■ EXTRAIT FOURNI ■
Saint Gilles est représenté avec une biche, poursuivie par des chasseurs, ou tantôt en abbé bénédictin, avec la crosse. On le représente aussi en Italie avec une fleur de lys (giglio signifiant "lys" en italien).
Sur son tombeau fut construite l'abbaye de Saint-Gilles-du-Gard, alors port de mer, étape de pèlerinage sur le chemin de Rome et de Compostelle. Gilles a toujours son tombeau dans la crypte de l'abbatiale.
Au "Moyen-Âge", le culte de Saint Gilles était très important, non seulement en Provence et dans le Languedoc mais dans la plupart des pays de la chrétienté. Il était surtout vénéré comme saint auquel on se confessait le plus volontiers, puisqu'il assurait l'absolution.
Son culte se répandit rapidement, de nombreux pèlerins venus des pays les plus lointains (Flandres, Danemark, Hongrie, Norvège, Pologne…) s'acheminèrent vers son tombeau, invoquant saint Gilles contre la peur et le feu, pour la guérison des maladies nerveuses et pour la protection des enfants.
La ville de Saint-Gilles, aussi appelée Saint-Gilles-du-Gard, doit son nom au célèbre abbé Gilles l'Ermite dont elle garde le tombeau; elle fut au XIIe siècle un des plus importants lieux de pèlerinage de la chrétienté. La ville connut alors un développement sans précédent. Aujourd’hui, même si le culte de Gilles est moins pratiqué, Saint-Gilles-du-Gard demeure une étape pèlerine sur le chemin de Saint-Jacques.
Des villes et des villages en France et à l'étranger portent son nom et plus de 2000 églises le désignèrent comme patron.
Patron des estropiés, on invoque saint Gilles contre le cancer, la folie, la stérilité des femmes et la protection des enfants.
Selon le livre V du Codex Calixtinus (une oeuvre collective due aux maîtres et étudiants de la cathédrale compostellane et dont des chapitres copiés sont attribués au pape Calixte II), probablement rédigé vers 1120-1130:
"Le digne corps de Saint Gilles, très pieux confesseur et abbé, doit aussi être visité avec le plus grand soin et vigilance : car le très saint Gilles, célèbre dans tous les climats de la terre, doit être aimé et invoqué par tous, et l'objet des supplications de tous. Après les prophètes et les Apôtres, personne parmi tous les autres saints n'est plus digne, personne n'est plus saint, personne n'est plus glorieux, personne ne vient plus vite au secours. C'est lui en effet, avant les autres saints, qui a l'habitude d'être le plus prompt à aider les nécessiteux, les affligés et les angoissés qui font appel à lui. Ô que la visite de son tombeau est œuvre belle et précieuse ! Le jour même, celui qui l'aura prié de tout son cœur sera sans aucun doute heureusement secouru.

■ DONNÉES SOURCES ■
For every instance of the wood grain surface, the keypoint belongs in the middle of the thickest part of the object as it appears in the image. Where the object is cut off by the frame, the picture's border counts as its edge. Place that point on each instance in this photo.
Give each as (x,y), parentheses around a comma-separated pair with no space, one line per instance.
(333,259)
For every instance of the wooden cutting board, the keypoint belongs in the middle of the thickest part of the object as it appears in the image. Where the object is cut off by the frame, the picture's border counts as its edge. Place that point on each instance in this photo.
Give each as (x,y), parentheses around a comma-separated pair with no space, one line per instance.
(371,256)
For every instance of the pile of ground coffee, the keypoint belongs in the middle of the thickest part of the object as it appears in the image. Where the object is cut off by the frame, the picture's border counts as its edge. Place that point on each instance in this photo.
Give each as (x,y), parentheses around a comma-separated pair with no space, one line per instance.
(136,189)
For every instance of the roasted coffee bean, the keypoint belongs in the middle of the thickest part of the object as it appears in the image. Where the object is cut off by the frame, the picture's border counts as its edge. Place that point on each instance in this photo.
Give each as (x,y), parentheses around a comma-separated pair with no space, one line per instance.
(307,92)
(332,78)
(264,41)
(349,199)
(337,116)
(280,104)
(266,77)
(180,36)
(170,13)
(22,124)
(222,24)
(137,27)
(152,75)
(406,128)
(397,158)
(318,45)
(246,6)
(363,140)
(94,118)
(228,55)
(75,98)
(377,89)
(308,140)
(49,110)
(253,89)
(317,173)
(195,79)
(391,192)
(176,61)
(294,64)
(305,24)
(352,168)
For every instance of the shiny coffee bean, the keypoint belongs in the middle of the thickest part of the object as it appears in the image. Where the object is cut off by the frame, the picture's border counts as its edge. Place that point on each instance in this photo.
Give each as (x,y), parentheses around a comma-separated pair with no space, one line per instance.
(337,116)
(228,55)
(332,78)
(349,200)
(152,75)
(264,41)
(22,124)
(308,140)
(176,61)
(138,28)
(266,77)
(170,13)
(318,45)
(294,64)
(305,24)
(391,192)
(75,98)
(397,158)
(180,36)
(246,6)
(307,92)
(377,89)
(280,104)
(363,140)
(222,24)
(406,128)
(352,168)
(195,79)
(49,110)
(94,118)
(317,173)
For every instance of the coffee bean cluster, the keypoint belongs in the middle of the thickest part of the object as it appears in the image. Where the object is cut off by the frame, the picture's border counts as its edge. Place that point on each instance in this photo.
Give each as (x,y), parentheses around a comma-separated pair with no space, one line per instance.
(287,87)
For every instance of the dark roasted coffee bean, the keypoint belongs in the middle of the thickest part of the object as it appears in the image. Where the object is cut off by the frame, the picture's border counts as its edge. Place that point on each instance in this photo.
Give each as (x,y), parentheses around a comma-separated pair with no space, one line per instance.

■ ACTIVITÉ A ■
D'après l'extrait sur saint Gilles, combien d'églises l'ont désigné comme patron ?
■ ACTIVITÉ B ■
Reproduisez à l'identique le passage de l'extrait sur saint Gilles qui s'ouvre sur les mots « Sur son tombeau » et se clôt sur « crypte de l'abbatiale. ».
■ ACTIVITÉ C ■
Pour chacune des affirmations suivantes, indiquez si l'extrait sur saint Gilles la confirme (oui ou non), en citant les mots décisifs de l'extrait.
(i) Le tombeau de Gilles se trouve toujours dans la crypte de l'abbatiale.
(ii) Le livre V du Codex Calixtinus aurait été rédigé vers 1150.
(iii) En Italie, saint Gilles est représenté avec une fleur de lys.

■ SOLUTION A ■
Plus de 2000 églises.

■ SOLUTION B ■
Sur son tombeau fut construite l'abbaye de Saint-Gilles-du-Gard, alors port de mer, étape de pèlerinage sur le chemin de Rome et de Compostelle. Gilles a toujours son tombeau dans la crypte de l'abbatiale.

■ SOLUTION C ■
(i) Oui : « Gilles a toujours son tombeau dans la crypte de l'abbatiale. »
(ii) Non : « probablement rédigé vers 1120-1130 ».
(iii) Oui : « On le représente aussi en Italie avec une fleur de lys ».